→ PROBLEM REQUIREMENTS: Copy every line of the material from the line containing "In this photo, each instance of the yellow flower" through the final line, requests included. Multiply each coordinate in the answers by 0.95 and round to a whole number, with halves rounding up.

---- DATA LINES

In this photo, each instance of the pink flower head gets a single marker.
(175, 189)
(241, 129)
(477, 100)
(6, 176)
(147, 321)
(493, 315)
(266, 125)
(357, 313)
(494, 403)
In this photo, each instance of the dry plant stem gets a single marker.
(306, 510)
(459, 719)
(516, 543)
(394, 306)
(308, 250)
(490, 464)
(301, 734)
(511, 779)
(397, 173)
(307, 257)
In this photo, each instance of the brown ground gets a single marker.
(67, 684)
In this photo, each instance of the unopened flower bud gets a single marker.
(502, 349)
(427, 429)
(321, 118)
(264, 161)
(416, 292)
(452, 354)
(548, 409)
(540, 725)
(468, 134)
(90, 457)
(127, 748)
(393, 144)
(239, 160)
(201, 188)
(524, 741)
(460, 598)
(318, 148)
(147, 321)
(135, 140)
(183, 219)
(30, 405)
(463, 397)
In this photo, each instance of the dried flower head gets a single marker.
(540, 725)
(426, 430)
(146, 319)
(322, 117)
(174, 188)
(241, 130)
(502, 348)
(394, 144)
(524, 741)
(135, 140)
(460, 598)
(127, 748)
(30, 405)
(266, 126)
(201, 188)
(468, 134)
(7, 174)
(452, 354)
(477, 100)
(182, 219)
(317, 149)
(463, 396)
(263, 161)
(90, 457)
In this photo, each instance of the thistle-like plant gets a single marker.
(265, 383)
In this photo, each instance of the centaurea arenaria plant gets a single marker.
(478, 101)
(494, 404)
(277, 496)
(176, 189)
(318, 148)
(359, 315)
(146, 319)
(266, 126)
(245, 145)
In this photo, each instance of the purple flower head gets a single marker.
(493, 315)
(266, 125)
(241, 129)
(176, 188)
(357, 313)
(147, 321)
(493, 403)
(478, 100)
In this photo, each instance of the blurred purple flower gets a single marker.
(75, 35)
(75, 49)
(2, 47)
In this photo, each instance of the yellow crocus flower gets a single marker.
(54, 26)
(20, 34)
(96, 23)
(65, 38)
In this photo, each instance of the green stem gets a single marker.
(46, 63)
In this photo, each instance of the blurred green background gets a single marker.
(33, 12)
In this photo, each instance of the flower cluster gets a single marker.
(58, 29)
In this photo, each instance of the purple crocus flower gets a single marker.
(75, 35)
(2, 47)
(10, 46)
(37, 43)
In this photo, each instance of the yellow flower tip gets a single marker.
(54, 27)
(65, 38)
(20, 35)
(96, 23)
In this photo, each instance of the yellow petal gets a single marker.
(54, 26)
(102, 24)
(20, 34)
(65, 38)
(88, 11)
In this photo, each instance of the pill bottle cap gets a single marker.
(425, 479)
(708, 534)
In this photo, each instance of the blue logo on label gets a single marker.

--------

→ RESULT FOR THIS EXERCISE:
In this photo, each instance of the yellow flower tip gets a single marker.
(51, 26)
(62, 36)
(19, 33)
(91, 22)
In this photo, each instance of the yellow petal gets a single marker.
(51, 25)
(97, 23)
(19, 32)
(62, 36)
(84, 10)
In this photo, each instance of the pill bottle cap gets a single marker.
(404, 455)
(673, 507)
In this photo, each instance of the blue logo on label gets a single marker.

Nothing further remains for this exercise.